- [PAGE TEXT]:
%%
So I'm leaving it open. I'm mounding all the stones in front of me, and I'm ready to shift them around as necessary. There are the things I think I'd like to do and then there are the things that I will do. It's very likely that the things I will do are very different indeed from the things I would like to do, or think I may do, but I believe that having done them in a way that is responsive to the ground I'm building from is going to make them the right things.

At sunset last night, The Lake was liquid metal. Somehow the churning bottom didn't disrupt the pearly glisten, but enhanced it. That's a trick I'm eager to learn.

June 11, 2012


Nerds, Buffs, Retirees! Lend Me Your Ears!


June in Kalamazoo is a wonder. There is no lush like this. Flittery delicate deciduous lush. Dizzying yellowgreen glimmers. We bust right out of our wintry exoskeletons and begin to buzz. To the beach, to the woods, to the yard, to the market, do the work, play the play, it's after nine how can it still be so light out, there are thirty cool things I thought I might do this weekend but instead I will read this book and sweep the stairs and spray the neighbor children with a hose. And there is this porch on which I should sit and drink coffee and read a magazine.

Summer is movement. These days of summer are not lazy.

Before I know it we will be hurtling eastward. This year's August plan, as it stands, is to sweep up New York, Vermont, New Hampshire, Maine, Massachusetts and Rhode Island. I keep having to remind myself that unlike last August, all of these destinations are very close together and ten-hour drives won't be the norm. This drive is less daunting in every way. No desert, no Beartooth, no rattlesnakes.

I kind of can't believe how little research I've done to prepare, considering how swoony I tend to be about that region of the country. It occurred to me just today, when an old friend in New York mentioned that I might like to visit Beacon, if I'm ever out that way. So today I begin to plan and to research. Roger Williams and Anne Hutchinson and two-if-by-sea! Capes and islands and whales!

My infatuation with US history is a torrent, often simultaneously euphoric and nauseating. A few years ago, I went through a really serious period of crushing on the Founding Fathers, until I had a good long think about the three-fifths compromise and Abigail Adams urging John to "remember the ladies." I then went through a sullen season, during which the elemental irony of slaveholders feigning to found a nation in which all are free made me only want to puke and punch things. At first drowsily romanced by cobblestones and petticoats, I'm now more often roused by the siren, like a truck backing into me: BEEP! BEEP! NATIVE AMERICANS! BLACKS! WOMEN! ATHEISTS! JEWS! POORS! GAYS! BEEP! 

Yes, so it's flawed. Slowly, though, I've required less certainty. I can't really discern whether that's maturing or giving up, but mostly I've abandoned thinking that I have a dog in this fight. The deification of our history is what makes it inaccessible and boring. Mythologizing requires value judgement where none is appropriate, and buries evidence of our stinking, loamy humanity. I now consider Lincoln to be our true Founding Father: Lincoln, who mocked people for their girth. I'm into the grays. They intrigue me.
%%
- [TASKS TO PERFORM]:
[a] Answer these questions from the page text, one line each:
(i) Which states does this year's August plan cover?
(ii) What was The Lake like at sunset last night?
(iii) Whom does the writer now consider our true Founding Father?
[b] Please decide whether each statement agrees with the page text. Answer yes or no, and quote the deciding words.
(i) Ten-hour drives will be the norm on this August's trip.
(ii) The writer has done a great deal of research to prepare for the trip.
(iii) The writer finds the grays intriguing.

- [DATA TO EXAMINE]:
%%
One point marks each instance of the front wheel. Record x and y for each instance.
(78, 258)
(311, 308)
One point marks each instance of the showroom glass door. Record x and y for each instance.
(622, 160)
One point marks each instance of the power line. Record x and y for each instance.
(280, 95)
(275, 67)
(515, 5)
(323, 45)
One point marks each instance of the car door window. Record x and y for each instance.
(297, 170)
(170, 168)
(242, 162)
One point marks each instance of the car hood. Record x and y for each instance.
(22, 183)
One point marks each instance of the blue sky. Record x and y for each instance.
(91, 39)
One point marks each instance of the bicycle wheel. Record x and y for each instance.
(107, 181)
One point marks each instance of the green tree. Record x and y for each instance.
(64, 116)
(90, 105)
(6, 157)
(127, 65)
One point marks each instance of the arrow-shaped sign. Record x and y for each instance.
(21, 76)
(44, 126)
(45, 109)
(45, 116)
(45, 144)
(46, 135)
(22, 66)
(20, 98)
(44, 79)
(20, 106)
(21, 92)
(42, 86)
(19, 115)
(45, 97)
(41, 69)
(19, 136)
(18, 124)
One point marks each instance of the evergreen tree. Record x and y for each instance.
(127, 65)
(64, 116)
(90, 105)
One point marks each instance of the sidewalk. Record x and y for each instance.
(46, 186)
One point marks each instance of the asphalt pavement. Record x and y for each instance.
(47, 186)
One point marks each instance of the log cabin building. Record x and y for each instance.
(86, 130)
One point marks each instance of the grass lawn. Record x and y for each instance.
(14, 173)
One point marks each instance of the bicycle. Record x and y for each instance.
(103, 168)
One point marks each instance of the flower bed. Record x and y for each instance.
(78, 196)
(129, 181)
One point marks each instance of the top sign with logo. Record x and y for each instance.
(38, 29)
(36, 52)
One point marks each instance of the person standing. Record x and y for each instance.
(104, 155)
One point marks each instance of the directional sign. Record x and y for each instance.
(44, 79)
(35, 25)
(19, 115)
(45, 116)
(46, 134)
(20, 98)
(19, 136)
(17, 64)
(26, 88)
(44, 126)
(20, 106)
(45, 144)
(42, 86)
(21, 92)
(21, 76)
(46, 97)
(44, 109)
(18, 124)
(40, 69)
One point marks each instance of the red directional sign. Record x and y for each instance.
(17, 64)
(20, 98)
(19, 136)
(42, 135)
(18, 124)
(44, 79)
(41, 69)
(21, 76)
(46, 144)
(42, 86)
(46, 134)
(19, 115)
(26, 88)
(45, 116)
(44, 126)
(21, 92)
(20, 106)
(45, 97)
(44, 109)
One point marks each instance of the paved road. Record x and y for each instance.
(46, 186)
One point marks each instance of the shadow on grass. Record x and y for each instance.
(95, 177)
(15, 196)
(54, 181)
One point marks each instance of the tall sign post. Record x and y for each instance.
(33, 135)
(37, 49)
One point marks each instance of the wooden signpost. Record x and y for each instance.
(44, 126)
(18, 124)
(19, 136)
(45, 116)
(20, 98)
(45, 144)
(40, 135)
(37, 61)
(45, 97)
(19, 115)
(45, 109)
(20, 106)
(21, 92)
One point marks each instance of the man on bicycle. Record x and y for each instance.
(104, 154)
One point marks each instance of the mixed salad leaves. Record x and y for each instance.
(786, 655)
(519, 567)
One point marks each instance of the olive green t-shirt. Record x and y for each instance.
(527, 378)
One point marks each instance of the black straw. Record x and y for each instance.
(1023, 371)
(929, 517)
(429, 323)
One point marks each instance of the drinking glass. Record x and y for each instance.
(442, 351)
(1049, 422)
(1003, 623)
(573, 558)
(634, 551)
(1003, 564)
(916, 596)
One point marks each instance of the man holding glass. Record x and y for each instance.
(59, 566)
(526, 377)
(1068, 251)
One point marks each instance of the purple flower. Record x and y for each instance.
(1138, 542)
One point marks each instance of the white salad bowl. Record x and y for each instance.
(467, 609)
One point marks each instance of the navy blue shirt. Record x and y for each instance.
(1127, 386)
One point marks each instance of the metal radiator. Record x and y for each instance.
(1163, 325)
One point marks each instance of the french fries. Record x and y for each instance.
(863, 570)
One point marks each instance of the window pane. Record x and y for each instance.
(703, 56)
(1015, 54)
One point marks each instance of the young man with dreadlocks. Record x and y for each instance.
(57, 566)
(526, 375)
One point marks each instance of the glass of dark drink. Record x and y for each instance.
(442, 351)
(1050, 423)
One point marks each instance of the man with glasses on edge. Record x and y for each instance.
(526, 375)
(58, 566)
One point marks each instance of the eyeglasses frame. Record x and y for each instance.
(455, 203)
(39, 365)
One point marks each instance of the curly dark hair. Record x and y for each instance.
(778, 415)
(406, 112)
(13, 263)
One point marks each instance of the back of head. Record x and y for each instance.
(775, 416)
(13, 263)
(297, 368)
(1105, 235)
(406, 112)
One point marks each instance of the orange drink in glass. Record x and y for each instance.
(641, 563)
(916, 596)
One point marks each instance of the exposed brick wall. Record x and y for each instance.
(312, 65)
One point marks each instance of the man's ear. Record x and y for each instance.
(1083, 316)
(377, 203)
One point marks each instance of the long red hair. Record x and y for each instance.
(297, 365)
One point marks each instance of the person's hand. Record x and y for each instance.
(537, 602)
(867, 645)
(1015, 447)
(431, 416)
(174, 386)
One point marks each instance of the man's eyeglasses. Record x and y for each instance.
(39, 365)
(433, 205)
%%
- [COMPLETED EXERCISE]:
[a]
(i) New York, Vermont, New Hampshire, Maine, Massachusetts and Rhode Island
(ii) Liquid metal
(iii) Lincoln

[b]
(i) No: "ten-hour drives won't be the norm"
(ii) No: "I kind of can't believe how little research I've done to prepare"
(iii) Yes: "I'm into the grays. They intrigue me."